* _RECORDS TO PROCESS_:
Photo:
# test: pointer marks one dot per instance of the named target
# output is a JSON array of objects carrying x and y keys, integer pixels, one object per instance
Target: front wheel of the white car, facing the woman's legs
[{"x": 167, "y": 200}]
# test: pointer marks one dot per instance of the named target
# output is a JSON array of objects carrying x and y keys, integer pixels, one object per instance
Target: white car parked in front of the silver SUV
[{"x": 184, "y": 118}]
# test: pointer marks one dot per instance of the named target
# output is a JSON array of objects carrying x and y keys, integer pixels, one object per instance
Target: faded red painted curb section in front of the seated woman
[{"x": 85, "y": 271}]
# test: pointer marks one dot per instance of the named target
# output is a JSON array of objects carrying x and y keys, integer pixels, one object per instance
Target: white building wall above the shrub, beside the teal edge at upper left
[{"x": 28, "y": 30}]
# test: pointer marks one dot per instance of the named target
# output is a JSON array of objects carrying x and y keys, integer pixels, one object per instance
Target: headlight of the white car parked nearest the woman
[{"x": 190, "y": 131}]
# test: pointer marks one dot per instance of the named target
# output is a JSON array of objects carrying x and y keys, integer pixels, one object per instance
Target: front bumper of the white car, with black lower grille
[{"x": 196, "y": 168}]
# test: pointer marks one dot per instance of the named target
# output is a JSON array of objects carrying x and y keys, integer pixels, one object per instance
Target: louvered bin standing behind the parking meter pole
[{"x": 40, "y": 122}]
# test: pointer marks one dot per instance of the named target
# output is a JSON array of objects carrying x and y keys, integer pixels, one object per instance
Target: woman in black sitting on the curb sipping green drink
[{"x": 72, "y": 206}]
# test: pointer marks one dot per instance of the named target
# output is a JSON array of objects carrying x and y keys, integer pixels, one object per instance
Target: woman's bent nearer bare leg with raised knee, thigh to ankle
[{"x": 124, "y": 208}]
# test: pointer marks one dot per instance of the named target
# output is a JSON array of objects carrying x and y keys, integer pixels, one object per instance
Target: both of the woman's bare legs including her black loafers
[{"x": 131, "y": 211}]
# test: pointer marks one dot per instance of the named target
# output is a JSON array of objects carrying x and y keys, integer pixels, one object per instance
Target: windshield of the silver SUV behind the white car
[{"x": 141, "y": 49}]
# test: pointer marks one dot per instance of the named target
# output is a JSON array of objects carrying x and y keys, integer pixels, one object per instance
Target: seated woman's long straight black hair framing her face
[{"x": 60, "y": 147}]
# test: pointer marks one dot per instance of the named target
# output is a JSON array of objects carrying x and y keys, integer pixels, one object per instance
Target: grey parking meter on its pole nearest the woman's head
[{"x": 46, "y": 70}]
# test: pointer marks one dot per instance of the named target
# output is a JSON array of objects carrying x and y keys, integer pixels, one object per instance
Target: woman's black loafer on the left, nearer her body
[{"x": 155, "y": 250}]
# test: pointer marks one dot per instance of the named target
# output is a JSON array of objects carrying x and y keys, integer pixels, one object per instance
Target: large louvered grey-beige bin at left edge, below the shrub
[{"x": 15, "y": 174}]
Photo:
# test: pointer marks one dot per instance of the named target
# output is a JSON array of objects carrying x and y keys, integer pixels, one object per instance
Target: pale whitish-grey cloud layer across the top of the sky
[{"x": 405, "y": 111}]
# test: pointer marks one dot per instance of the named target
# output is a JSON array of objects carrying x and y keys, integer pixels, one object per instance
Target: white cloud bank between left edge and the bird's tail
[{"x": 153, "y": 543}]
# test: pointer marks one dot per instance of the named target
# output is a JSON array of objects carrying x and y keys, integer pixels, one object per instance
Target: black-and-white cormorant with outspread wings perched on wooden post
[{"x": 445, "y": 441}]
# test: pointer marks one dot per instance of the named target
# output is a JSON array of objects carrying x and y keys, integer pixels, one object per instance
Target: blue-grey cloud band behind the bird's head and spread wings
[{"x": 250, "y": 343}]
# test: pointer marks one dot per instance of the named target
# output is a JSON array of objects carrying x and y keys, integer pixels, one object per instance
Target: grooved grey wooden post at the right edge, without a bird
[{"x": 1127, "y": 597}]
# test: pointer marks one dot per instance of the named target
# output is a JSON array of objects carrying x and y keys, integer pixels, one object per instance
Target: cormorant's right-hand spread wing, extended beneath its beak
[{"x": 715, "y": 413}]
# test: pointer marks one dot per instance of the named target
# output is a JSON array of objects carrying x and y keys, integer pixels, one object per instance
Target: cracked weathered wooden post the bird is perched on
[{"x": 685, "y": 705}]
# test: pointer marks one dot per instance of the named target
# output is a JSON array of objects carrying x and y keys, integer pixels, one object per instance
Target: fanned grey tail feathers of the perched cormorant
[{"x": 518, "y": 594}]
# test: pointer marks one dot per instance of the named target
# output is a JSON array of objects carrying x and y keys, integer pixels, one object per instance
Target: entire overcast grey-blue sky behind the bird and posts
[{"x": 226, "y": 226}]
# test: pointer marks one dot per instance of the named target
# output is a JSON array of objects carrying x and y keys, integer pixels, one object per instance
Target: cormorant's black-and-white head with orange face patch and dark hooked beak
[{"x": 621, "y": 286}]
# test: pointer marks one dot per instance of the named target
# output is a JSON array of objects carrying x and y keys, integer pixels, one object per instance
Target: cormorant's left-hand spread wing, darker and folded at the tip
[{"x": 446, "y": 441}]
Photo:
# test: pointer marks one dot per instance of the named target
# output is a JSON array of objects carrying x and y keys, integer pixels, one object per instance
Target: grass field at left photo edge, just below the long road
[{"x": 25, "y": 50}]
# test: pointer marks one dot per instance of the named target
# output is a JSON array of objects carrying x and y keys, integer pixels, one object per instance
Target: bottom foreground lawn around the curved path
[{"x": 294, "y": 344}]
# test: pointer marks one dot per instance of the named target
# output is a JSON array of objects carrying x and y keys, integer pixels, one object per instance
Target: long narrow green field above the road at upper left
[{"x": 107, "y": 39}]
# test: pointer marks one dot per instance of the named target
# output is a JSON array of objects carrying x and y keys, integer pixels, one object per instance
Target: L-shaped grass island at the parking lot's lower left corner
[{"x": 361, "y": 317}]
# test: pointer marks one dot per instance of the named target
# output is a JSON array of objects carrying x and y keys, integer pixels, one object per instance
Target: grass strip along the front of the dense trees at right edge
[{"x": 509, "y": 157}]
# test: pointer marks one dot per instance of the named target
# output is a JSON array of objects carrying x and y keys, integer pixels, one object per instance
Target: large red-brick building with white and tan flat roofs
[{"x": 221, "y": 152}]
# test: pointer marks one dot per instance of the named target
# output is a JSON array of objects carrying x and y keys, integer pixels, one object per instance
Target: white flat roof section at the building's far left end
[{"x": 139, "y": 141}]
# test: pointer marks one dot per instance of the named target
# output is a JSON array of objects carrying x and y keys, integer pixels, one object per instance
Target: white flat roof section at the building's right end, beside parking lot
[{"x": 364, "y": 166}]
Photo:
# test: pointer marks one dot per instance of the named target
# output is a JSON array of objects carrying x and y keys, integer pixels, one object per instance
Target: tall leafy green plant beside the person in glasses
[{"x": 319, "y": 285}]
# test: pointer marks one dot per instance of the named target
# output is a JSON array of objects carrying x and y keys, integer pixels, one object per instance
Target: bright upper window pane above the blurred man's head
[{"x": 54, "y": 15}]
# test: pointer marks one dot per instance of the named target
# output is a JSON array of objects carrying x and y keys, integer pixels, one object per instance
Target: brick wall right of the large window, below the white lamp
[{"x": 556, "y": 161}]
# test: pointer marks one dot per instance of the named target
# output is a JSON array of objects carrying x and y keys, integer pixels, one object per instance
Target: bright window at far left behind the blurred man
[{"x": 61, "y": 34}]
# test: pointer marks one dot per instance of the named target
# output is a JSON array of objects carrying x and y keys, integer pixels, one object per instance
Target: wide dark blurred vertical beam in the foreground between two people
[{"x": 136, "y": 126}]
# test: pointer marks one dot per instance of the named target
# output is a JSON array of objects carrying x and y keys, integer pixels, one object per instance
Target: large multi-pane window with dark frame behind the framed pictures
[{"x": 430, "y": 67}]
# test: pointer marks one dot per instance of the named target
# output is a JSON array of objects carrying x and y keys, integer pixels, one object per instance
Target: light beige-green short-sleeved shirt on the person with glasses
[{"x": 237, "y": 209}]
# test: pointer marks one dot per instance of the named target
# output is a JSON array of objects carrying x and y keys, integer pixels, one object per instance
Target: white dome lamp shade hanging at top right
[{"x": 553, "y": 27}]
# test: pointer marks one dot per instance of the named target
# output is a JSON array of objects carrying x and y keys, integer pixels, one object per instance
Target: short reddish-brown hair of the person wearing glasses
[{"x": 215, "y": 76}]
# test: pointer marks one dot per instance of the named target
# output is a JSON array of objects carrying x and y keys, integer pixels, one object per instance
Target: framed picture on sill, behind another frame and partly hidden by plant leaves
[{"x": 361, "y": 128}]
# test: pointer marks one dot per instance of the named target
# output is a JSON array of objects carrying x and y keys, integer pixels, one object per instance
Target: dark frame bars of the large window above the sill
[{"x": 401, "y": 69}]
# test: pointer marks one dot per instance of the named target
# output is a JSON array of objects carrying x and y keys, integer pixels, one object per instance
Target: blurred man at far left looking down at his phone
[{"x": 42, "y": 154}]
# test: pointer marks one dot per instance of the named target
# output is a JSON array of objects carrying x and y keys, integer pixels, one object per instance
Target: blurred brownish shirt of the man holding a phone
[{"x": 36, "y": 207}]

* _TASK DETAILS_:
Skip every line before the one containing "Target: blurred man". Retype that line and the rest through the last one exactly as they stand in the listing.

* _ANSWER SPACE_:
Target: blurred man at far left looking down at his phone
[{"x": 42, "y": 154}]
# test: pointer marks one dot per instance of the named target
# output is a JSON array of objects carrying x and y keys, integer pixels, one object per instance
Target: blurred brownish shirt of the man holding a phone
[{"x": 36, "y": 207}]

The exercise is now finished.